Required work> Reproduce every one of the entries below word for word, leaving out the pictures.

Data lines>
══════════════════════════════

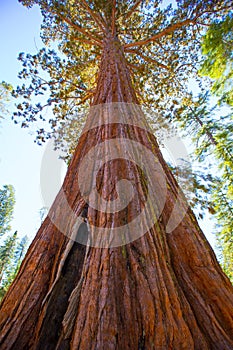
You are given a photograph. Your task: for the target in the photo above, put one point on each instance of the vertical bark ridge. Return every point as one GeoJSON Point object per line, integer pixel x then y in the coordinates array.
{"type": "Point", "coordinates": [161, 291]}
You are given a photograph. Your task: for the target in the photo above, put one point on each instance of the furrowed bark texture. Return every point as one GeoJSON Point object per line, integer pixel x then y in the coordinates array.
{"type": "Point", "coordinates": [161, 291]}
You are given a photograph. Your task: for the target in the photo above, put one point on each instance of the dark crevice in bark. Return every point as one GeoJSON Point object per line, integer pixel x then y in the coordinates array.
{"type": "Point", "coordinates": [57, 304]}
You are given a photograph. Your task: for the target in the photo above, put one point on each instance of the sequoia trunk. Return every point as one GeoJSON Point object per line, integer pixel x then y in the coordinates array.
{"type": "Point", "coordinates": [164, 290]}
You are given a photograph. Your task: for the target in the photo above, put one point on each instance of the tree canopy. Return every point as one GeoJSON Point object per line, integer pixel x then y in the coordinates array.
{"type": "Point", "coordinates": [161, 43]}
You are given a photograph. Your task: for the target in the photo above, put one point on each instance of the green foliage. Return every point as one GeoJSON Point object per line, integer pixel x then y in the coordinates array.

══════════════════════════════

Exercise answer>
You are given a photograph. Your task: for the target in the photo above, put one point on each instance of the vertical bark ridge. Return every point as one GeoJSON Point object per line, integer pixel x then y in the coordinates array.
{"type": "Point", "coordinates": [161, 291]}
You are given a photograph. Your task: for the target in the photo above, put one point on each instance of the furrowed bark texture. Return every point as one GeoJSON Point object per line, integer pixel x then y in the coordinates array.
{"type": "Point", "coordinates": [161, 291]}
You are given a photograph. Your task: for the target in the photo above, put one point on each instance of the dark crevice in bark. Return every point as one GeoJSON Point object per line, integer pixel x then y in the coordinates array.
{"type": "Point", "coordinates": [57, 304]}
You are given a photograph. Your task: for the target in the photo above, put one point on each instance of the sequoia trunk. Return every point as one GeoJSON Point object per line, integer pixel x then y in the coordinates array.
{"type": "Point", "coordinates": [164, 290]}
You are given a photograph. Your task: for the target in the photo above, put one point on each instance of the tree canopy. Return every point as one GeoJSON Point object per line, integer pixel x then y in the coordinates array.
{"type": "Point", "coordinates": [161, 43]}
You are given a photograph. Your task: for the target in the photo above, put one point on each instance of the green foliage. Return every point as one GeoJSON Point object per line, integer pixel x then y in the coordinates array.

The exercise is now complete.